*작업 지시*.
목록 맨 처음부터 "<point>84,206</point>"가 들어 있는 줄까지, 그 줄도 포함해서 한 글자도 바꾸지 말고 다시 입력하세요.

*데이터셋의 행*.

+ + + + +

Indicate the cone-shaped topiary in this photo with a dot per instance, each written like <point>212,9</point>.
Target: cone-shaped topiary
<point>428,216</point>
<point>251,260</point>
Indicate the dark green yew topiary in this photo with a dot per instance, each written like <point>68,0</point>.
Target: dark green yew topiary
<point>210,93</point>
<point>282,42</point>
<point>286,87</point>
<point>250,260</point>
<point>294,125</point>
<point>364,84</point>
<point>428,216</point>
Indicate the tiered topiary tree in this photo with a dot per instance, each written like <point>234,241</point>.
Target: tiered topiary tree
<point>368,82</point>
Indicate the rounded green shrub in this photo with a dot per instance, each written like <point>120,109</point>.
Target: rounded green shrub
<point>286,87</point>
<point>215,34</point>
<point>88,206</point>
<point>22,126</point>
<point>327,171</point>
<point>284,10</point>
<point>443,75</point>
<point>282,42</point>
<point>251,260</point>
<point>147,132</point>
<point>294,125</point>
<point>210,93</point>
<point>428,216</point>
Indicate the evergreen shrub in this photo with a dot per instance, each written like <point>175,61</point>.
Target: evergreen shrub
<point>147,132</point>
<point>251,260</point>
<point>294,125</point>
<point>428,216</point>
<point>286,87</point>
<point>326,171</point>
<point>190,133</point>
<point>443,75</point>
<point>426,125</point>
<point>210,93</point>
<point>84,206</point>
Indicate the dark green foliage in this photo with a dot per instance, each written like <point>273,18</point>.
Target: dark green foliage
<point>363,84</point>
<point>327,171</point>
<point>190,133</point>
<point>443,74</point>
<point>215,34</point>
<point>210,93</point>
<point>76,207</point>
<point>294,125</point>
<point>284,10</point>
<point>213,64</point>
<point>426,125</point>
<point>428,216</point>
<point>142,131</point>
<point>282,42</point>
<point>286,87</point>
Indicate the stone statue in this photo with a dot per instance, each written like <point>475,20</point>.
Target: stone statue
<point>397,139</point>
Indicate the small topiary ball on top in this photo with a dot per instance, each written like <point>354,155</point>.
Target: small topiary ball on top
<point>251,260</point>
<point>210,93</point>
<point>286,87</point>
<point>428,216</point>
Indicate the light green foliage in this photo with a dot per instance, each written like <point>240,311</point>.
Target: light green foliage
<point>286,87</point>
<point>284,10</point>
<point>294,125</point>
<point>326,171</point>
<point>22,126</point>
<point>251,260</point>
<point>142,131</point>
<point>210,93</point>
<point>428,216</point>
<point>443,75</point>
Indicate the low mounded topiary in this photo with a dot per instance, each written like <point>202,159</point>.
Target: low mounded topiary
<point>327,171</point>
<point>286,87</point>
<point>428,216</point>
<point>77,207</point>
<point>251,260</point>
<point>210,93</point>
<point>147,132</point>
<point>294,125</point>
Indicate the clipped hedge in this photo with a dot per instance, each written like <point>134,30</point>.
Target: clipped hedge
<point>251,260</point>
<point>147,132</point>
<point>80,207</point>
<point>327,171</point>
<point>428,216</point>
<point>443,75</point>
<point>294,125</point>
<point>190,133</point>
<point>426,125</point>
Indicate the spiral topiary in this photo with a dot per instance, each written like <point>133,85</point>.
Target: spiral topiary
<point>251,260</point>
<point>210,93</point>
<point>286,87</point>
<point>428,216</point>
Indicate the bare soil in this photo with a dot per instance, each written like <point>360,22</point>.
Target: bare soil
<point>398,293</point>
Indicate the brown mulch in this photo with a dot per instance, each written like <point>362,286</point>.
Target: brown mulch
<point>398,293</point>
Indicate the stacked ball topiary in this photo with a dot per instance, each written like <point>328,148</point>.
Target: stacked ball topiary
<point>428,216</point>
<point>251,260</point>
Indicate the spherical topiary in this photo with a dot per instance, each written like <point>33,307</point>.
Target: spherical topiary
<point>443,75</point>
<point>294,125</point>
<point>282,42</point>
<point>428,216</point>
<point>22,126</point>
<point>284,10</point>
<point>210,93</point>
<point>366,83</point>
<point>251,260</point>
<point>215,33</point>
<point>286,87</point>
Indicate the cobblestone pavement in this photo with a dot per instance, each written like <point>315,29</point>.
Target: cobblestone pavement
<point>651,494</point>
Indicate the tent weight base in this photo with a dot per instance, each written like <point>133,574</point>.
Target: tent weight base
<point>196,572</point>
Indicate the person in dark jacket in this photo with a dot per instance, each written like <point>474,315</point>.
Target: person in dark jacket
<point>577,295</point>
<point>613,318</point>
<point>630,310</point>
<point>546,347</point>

+ + + + +

*작업 결과*.
Indicate the cone-shaped topiary in this photo with a dot per instance, each written like <point>212,9</point>.
Target: cone-shaped topiary
<point>428,216</point>
<point>251,260</point>
Indicate the dark green yew topiary in this photo with a dot per instance, each written like <point>68,0</point>.
Target: dark green yew topiary
<point>210,93</point>
<point>282,42</point>
<point>286,87</point>
<point>250,260</point>
<point>294,125</point>
<point>364,84</point>
<point>428,216</point>
Indicate the tiered topiary tree in this photo with a dot per instance, each written like <point>234,241</point>.
Target: tiered topiary tree
<point>368,82</point>
Indicate the rounded green shrub in this photo with a dot per instance, each written like <point>120,109</point>.
Target: rounded green shrub
<point>286,87</point>
<point>215,34</point>
<point>88,206</point>
<point>22,126</point>
<point>327,171</point>
<point>284,10</point>
<point>443,75</point>
<point>282,42</point>
<point>251,260</point>
<point>147,132</point>
<point>294,125</point>
<point>210,93</point>
<point>428,216</point>
Indicate the evergreen shrub in this photo with a dot per instance, each written like <point>175,61</point>.
Target: evergreen shrub
<point>147,132</point>
<point>251,260</point>
<point>294,125</point>
<point>428,216</point>
<point>286,87</point>
<point>326,171</point>
<point>190,133</point>
<point>443,75</point>
<point>426,125</point>
<point>210,93</point>
<point>84,206</point>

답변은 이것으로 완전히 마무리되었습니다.